### Your objective
Reproduce exactly the stretch of lines running from the line with "I'd appreciate your help finding the palm" to the end of the entries below.

### Information provided
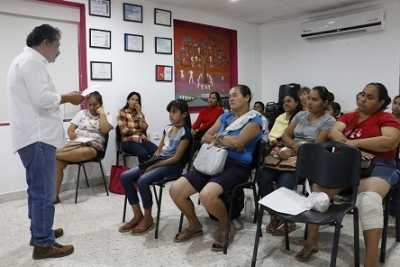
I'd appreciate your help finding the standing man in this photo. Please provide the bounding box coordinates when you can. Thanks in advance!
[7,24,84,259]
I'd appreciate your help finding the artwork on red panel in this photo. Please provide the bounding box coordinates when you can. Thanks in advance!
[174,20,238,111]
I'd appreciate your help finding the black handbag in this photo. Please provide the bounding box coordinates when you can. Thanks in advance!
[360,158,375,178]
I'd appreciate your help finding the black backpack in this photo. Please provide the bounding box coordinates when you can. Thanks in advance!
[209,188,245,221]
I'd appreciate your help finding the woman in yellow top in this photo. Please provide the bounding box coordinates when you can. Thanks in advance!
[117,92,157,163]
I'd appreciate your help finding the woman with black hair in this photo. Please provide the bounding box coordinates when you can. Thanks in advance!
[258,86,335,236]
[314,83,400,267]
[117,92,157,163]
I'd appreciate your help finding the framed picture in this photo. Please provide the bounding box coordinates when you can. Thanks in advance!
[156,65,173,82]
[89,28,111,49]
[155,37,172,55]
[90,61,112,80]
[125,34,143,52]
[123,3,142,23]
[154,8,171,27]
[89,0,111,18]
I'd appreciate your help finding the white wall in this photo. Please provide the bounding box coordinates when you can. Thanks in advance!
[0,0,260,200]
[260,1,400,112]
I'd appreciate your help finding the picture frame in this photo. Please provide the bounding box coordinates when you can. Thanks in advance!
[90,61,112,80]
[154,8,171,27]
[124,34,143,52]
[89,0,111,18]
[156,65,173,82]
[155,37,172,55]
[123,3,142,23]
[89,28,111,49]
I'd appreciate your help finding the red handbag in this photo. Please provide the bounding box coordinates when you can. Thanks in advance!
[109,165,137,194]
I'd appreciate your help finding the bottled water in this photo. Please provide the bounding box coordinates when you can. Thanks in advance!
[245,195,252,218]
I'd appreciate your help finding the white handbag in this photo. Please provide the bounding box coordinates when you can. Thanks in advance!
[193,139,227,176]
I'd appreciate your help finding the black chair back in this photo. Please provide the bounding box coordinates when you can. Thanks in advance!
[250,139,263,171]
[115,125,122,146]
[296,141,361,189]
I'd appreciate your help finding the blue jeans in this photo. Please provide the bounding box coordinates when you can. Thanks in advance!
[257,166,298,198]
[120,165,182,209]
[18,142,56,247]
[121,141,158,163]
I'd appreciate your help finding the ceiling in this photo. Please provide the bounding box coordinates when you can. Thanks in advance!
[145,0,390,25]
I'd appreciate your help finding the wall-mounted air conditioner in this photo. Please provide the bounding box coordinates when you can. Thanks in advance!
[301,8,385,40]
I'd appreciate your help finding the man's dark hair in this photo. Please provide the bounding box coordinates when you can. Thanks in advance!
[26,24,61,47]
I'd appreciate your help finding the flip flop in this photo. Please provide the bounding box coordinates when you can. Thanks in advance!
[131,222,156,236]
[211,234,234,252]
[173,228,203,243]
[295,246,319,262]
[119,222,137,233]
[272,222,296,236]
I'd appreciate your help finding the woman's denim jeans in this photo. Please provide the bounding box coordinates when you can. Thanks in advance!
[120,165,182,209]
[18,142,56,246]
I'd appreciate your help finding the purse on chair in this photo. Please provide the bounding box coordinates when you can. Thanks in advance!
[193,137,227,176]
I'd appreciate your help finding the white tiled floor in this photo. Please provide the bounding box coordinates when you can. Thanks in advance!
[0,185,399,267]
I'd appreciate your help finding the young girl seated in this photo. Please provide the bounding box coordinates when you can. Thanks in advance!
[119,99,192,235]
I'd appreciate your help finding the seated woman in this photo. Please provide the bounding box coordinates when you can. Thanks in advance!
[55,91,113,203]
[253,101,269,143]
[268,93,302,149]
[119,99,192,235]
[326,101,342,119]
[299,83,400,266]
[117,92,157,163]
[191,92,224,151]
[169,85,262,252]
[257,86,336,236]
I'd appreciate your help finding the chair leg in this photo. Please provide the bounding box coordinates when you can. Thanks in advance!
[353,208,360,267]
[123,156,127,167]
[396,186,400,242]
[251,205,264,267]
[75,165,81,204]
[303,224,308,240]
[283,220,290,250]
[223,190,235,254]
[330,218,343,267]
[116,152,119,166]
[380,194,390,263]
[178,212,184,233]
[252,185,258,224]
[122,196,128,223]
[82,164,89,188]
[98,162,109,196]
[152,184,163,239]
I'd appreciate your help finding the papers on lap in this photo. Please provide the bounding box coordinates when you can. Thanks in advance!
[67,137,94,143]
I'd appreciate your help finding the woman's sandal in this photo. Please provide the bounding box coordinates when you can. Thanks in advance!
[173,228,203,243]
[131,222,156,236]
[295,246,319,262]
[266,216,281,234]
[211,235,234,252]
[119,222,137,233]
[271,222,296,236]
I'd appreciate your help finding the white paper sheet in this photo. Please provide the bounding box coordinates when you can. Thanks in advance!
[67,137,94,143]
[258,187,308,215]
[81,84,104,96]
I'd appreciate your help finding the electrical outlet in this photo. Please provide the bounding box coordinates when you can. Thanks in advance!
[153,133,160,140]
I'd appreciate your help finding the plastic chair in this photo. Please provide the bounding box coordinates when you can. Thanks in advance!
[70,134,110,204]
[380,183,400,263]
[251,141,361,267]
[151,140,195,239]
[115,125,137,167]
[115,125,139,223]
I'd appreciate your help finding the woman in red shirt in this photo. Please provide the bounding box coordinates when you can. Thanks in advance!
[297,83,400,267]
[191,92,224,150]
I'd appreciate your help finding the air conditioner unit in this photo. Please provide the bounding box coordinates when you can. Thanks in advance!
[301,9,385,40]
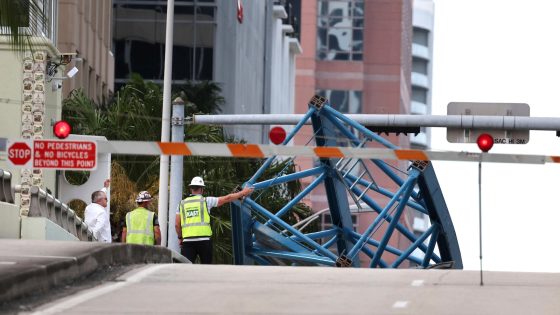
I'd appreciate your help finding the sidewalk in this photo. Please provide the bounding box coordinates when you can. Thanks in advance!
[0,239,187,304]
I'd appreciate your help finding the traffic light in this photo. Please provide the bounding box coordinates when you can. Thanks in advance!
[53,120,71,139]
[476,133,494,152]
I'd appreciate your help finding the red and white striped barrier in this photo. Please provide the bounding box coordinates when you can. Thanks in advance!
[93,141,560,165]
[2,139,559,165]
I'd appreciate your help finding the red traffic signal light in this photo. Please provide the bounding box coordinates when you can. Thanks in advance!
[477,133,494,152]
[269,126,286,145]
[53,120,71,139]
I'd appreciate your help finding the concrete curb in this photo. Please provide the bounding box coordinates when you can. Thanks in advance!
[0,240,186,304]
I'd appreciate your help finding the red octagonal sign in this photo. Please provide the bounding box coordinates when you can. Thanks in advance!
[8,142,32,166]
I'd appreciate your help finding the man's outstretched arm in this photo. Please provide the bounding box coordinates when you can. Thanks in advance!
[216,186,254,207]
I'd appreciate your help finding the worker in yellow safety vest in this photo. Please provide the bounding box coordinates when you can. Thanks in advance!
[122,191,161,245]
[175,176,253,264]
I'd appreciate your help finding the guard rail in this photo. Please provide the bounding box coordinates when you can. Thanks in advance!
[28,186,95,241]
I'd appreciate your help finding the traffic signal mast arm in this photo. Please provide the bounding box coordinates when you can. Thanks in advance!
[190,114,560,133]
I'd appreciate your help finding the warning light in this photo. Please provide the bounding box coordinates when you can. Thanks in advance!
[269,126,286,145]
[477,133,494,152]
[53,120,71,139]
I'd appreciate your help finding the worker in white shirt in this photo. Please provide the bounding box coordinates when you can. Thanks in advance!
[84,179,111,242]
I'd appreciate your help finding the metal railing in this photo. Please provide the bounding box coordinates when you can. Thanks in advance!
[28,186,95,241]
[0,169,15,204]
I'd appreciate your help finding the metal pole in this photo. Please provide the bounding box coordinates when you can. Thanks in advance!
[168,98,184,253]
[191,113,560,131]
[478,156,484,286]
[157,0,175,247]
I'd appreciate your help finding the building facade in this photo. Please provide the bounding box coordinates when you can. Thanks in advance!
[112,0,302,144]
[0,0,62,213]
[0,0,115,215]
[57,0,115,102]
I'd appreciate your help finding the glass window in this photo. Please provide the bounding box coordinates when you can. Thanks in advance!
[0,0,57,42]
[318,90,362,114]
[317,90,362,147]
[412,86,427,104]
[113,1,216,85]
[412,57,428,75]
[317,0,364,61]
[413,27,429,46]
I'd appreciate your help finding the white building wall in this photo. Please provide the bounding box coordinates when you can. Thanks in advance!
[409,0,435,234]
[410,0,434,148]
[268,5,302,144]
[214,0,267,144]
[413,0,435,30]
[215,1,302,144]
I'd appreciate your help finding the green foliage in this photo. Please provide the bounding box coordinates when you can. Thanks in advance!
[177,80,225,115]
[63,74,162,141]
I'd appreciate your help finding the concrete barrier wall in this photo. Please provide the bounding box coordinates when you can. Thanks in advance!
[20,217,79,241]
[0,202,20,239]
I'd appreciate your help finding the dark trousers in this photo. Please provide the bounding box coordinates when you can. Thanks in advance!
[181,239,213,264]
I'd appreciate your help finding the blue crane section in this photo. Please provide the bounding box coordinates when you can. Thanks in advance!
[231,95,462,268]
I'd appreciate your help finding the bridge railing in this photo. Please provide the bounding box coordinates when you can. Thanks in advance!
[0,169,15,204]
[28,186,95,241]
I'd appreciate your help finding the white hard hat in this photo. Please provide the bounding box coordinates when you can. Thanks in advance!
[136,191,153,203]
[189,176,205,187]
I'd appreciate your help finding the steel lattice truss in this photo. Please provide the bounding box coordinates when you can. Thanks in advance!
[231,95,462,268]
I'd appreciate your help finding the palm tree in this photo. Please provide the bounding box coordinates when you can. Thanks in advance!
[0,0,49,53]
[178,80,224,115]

### Result for this exercise
I'd appreciate your help finding the palm tree in this photo. Please provide the bounding box coordinates when you can. Thanks in advance!
[0,0,49,53]
[178,80,224,115]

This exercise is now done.